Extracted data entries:
-- Begin --

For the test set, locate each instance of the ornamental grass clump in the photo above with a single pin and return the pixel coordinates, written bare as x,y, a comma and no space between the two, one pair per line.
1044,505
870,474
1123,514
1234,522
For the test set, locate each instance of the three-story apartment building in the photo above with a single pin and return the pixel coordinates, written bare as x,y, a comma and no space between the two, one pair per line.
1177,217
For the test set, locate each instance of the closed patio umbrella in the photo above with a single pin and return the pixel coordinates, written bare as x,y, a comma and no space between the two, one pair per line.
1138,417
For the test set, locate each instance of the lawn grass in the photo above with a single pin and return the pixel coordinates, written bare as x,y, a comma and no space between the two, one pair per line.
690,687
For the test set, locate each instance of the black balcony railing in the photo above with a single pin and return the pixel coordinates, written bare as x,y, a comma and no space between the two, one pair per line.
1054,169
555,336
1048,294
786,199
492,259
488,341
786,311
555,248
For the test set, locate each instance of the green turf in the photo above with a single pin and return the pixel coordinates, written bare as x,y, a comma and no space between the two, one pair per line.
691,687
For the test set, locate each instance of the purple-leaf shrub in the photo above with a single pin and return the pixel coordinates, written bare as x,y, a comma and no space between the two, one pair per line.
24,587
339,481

-- End --

THE TASK:
Change "single pin" to "single marker" throughout the listing and leave everything else unchanged.

CORRECT RESULT:
For the test set, locate each instance of the ornamental grass clump in the photo above with a single marker and return the pixel coordinates, written bare as x,y, a comma and no space between the two, one pair per line.
1044,505
870,474
1123,514
1234,522
For the test set, locate each instance of the three-story apartment building in the photo above with a single marker and return the pixel coordinates, written bare as x,y, a comma and no space between the two, one pair per line.
1177,217
For the test set, locate each instance of the closed patio umbrella in the photo above with a single marker and return the pixel coordinates, written bare as x,y, a comma and no space between the two, one pair per line.
1138,417
For the test set, locate each instance of the lawn grass in the photo above with a single marker and return the pixel coordinates, written bare as x,y, a comma and no space between the two, one pair per line.
690,687
For the test set, locate each instance of the black balcony railing in the photo above with a single marker and return the pixel coordinates, written bare as x,y, a comma and no space between the two, one pair per line.
1054,169
555,336
1048,294
786,199
492,259
488,341
786,311
555,248
For the test set, locate each instance of the green turf in the photo above with a single marker and return the pixel coordinates, written bare as x,y, a comma and no space between the two, one pair per line.
691,687
For the test set, locate each instance of the purple-leaf shrub in the photo above with a single marker and return the pixel coordinates, written bare as x,y, a comma and no space between the two, one pair per line.
24,587
339,481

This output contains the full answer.